Amaç
"One marker belongs on each instance of the grey" ifadesini içeren satırdan "[(539, 294), (597, 525), (739, 396), (714, 550)]" ifadesini içeren satıra kadar (her iki satır da dahil) olan satırları, "textured surface" yerine "rough surface" koyup başka hiçbir şeyi değiştirmeden yeniden yazın.

Görev verileri
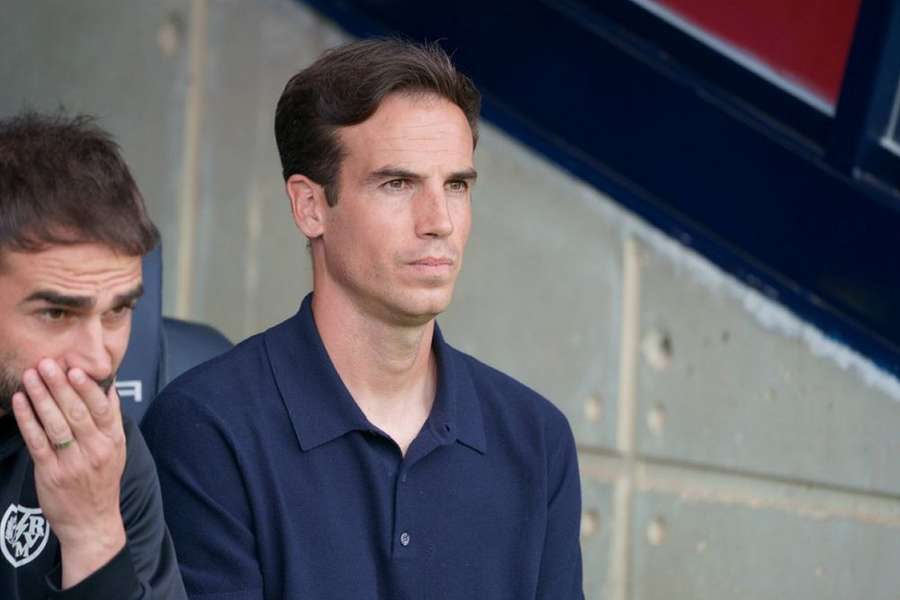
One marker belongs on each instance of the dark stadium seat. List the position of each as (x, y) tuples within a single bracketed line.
[(160, 348)]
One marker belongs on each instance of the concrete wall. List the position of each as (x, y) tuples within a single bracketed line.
[(728, 450)]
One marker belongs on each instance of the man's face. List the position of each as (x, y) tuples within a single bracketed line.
[(393, 244), (71, 303)]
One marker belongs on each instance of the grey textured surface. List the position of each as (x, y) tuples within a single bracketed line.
[(539, 294), (597, 525), (739, 396), (714, 550)]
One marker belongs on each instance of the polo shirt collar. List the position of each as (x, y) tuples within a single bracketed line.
[(321, 408)]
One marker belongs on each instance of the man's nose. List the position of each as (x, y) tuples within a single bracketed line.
[(433, 216), (90, 350)]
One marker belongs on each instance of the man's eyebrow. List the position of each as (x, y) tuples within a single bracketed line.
[(57, 299), (467, 175), (392, 173), (398, 173), (130, 296), (82, 302)]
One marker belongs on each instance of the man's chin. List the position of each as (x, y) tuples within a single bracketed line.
[(9, 387)]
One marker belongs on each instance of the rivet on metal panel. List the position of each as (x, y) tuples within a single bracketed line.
[(593, 408), (656, 419), (590, 523), (657, 531), (168, 37), (657, 349)]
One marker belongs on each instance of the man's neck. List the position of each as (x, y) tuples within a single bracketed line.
[(389, 369)]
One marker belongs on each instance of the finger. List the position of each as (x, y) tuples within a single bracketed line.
[(32, 432), (52, 420), (67, 399), (103, 407)]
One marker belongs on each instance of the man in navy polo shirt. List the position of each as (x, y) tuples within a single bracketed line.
[(349, 452)]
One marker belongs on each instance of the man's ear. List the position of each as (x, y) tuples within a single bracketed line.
[(308, 204)]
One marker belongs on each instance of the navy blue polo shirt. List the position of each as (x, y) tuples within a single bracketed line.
[(276, 486)]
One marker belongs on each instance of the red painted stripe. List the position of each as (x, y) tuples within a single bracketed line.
[(805, 41)]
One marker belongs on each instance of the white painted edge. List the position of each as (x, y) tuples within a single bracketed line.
[(768, 313)]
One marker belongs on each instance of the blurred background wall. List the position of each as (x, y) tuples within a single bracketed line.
[(728, 448)]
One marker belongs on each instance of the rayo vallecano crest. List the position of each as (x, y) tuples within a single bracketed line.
[(25, 533)]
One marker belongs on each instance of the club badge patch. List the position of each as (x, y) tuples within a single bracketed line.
[(25, 533)]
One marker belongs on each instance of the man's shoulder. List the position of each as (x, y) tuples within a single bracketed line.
[(505, 397)]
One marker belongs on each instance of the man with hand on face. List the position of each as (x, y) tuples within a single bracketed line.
[(79, 496), (350, 452)]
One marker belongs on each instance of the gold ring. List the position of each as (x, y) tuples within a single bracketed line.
[(63, 445)]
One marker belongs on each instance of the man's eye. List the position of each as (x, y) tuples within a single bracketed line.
[(53, 314), (397, 185), (121, 311), (457, 186)]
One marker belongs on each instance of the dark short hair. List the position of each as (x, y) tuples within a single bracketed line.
[(345, 87), (63, 181)]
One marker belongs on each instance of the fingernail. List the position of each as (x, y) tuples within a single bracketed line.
[(47, 367)]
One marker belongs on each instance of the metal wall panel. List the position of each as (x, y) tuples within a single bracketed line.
[(716, 387), (727, 548)]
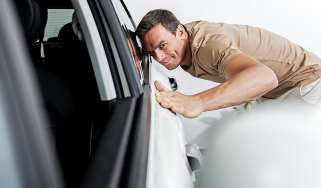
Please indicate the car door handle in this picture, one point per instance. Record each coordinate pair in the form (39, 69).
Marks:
(173, 83)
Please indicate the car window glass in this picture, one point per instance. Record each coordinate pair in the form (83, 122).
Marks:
(9, 176)
(133, 41)
(56, 19)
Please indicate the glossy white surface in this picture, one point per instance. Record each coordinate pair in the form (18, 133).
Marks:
(167, 166)
(272, 147)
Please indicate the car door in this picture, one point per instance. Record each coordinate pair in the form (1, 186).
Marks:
(167, 161)
(157, 156)
(26, 156)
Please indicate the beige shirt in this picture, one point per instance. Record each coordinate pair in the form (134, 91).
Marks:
(213, 45)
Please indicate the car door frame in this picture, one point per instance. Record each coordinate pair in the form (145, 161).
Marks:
(37, 165)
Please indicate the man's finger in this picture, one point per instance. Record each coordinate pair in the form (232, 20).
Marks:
(160, 87)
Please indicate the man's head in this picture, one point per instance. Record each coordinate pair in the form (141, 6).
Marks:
(163, 37)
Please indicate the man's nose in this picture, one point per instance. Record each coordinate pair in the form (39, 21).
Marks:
(159, 55)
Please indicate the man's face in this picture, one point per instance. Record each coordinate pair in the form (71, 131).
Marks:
(168, 49)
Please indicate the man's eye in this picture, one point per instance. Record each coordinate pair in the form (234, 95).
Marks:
(162, 46)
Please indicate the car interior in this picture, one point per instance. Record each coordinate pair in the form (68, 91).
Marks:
(67, 84)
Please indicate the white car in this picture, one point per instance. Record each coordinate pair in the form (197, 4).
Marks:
(77, 103)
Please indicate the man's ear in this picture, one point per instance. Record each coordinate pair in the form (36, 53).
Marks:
(181, 32)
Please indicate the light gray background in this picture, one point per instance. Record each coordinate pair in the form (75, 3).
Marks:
(297, 20)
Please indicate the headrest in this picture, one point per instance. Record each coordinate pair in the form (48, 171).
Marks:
(71, 31)
(33, 18)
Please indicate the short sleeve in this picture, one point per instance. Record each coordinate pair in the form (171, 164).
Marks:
(216, 51)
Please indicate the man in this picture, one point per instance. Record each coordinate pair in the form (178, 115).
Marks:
(250, 62)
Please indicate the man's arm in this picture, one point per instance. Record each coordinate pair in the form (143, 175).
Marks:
(247, 80)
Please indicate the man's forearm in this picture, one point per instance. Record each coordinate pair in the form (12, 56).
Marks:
(247, 85)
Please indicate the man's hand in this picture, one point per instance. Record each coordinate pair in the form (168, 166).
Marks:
(188, 106)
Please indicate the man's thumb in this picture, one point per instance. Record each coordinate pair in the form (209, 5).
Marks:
(160, 87)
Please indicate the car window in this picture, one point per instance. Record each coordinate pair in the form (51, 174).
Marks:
(57, 18)
(133, 42)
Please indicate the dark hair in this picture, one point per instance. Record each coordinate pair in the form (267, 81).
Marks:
(155, 17)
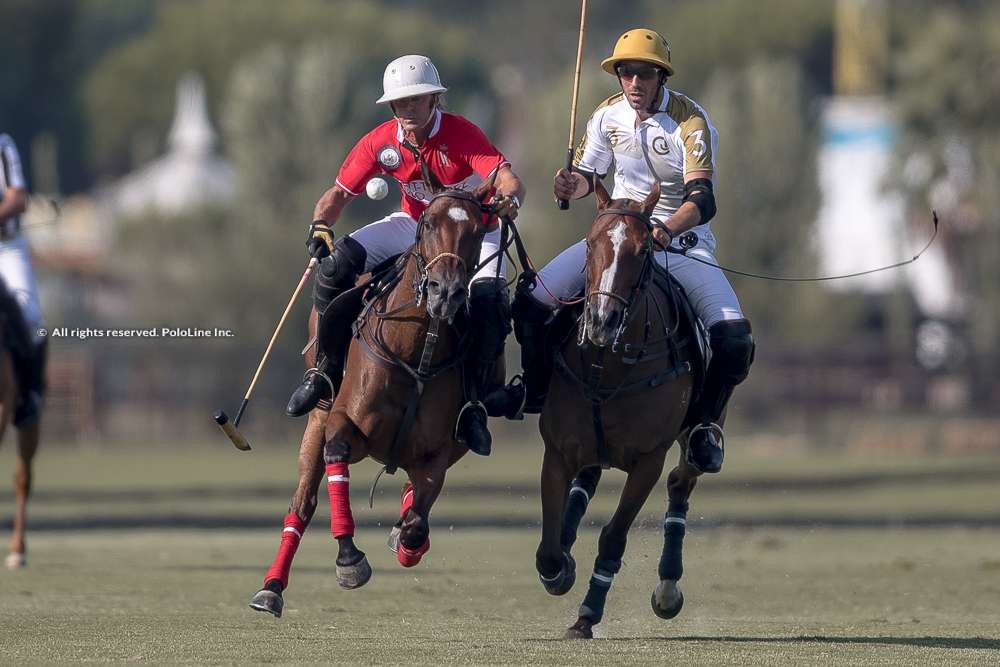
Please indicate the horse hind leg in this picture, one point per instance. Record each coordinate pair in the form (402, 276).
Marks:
(415, 507)
(27, 445)
(611, 547)
(667, 598)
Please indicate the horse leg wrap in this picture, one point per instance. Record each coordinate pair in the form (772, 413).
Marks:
(338, 484)
(600, 583)
(671, 566)
(290, 537)
(583, 488)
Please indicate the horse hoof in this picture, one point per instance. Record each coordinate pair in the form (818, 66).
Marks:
(409, 557)
(579, 630)
(562, 582)
(268, 601)
(354, 576)
(667, 600)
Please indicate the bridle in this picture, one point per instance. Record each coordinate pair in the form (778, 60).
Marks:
(645, 275)
(424, 266)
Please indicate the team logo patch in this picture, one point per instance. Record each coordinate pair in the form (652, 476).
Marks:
(389, 157)
(660, 146)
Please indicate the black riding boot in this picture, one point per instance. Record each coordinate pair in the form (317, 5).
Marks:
(28, 358)
(489, 314)
(531, 327)
(337, 273)
(732, 353)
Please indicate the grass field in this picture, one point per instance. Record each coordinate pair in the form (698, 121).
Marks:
(906, 577)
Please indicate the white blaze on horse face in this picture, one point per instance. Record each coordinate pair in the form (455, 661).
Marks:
(458, 214)
(617, 236)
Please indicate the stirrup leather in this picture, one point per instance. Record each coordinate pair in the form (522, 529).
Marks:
(323, 404)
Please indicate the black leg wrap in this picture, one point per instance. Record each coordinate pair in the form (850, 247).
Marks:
(674, 523)
(531, 326)
(581, 491)
(597, 593)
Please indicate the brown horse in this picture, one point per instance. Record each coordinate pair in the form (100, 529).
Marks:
(27, 445)
(401, 393)
(619, 399)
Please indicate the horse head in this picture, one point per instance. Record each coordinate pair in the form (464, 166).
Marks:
(449, 236)
(618, 246)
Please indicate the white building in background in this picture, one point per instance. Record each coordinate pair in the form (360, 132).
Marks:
(191, 174)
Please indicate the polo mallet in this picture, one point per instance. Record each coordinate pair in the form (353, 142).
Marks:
(564, 203)
(221, 418)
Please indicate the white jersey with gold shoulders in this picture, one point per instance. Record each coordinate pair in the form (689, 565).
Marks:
(675, 141)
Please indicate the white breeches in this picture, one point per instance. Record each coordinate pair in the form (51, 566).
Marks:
(710, 293)
(15, 268)
(394, 233)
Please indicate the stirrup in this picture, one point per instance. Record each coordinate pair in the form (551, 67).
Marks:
(470, 405)
(323, 404)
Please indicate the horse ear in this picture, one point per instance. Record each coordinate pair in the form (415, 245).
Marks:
(484, 188)
(603, 198)
(430, 180)
(652, 200)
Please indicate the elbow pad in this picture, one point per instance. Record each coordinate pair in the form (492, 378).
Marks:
(700, 192)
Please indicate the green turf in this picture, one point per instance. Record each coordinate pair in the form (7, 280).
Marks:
(764, 597)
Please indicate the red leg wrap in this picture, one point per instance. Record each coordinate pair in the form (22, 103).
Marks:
(290, 537)
(338, 485)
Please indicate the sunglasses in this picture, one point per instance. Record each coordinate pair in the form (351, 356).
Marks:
(644, 72)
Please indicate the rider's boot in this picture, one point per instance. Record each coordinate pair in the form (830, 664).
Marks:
(28, 357)
(531, 326)
(732, 353)
(489, 315)
(337, 273)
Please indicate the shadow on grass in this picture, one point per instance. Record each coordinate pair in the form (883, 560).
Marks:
(922, 642)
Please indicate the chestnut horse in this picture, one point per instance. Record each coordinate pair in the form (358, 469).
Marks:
(27, 445)
(618, 398)
(401, 393)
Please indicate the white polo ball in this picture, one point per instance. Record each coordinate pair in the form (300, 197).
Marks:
(377, 188)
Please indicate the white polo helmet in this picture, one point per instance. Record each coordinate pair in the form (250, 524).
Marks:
(408, 76)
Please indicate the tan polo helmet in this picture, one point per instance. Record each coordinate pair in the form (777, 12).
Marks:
(640, 44)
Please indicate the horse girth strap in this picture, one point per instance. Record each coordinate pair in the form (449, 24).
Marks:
(410, 414)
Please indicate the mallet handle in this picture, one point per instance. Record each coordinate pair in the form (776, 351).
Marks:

Doğru cevap
One marker belongs on each instance of the grey rough surface. List the position of each as (x, y) tuples within a single bracketed line.
[(539, 294), (597, 525), (739, 396), (714, 550)]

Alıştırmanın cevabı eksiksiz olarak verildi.